- **Task to complete**
Once the line containing "Objective - one point per instance of the white" is found, set down that line and each one after it exactly, through the end of the entries.

┌─ Extracted records

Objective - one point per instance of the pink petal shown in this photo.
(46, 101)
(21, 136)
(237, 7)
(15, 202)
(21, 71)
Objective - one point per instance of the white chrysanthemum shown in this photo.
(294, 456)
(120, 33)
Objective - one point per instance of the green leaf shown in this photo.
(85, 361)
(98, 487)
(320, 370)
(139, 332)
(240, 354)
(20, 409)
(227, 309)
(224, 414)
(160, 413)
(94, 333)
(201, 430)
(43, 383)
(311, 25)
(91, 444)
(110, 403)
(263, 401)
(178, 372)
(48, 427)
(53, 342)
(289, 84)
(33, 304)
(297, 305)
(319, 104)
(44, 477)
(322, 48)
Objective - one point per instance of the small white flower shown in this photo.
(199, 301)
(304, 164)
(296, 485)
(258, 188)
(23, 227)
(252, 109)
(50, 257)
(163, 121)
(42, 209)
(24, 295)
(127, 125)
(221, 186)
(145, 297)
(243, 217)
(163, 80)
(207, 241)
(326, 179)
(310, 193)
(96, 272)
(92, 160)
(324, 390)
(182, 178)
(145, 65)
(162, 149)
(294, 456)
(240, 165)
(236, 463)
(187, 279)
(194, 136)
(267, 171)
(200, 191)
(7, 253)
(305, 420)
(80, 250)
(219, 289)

└─

- **Expected answer**
Objective - one point per instance of the white chrysanthemum shown in this photo.
(294, 456)
(120, 33)
Objective - one point per instance of the green leaf shown in this photo.
(85, 361)
(98, 487)
(320, 370)
(139, 332)
(240, 354)
(20, 409)
(227, 309)
(224, 414)
(160, 413)
(94, 333)
(201, 430)
(43, 383)
(311, 25)
(91, 444)
(110, 403)
(263, 401)
(178, 372)
(48, 427)
(53, 342)
(289, 84)
(33, 304)
(297, 305)
(319, 104)
(44, 477)
(322, 48)
Objective - one point per instance of the small white flower shown in this photo.
(199, 301)
(304, 164)
(296, 485)
(258, 188)
(23, 227)
(252, 109)
(50, 257)
(163, 121)
(42, 209)
(24, 295)
(127, 125)
(221, 186)
(145, 297)
(243, 217)
(163, 80)
(207, 241)
(326, 179)
(310, 193)
(96, 272)
(92, 160)
(324, 390)
(182, 178)
(145, 65)
(162, 149)
(294, 456)
(240, 165)
(236, 463)
(187, 279)
(194, 136)
(267, 171)
(200, 191)
(7, 253)
(305, 420)
(80, 250)
(219, 289)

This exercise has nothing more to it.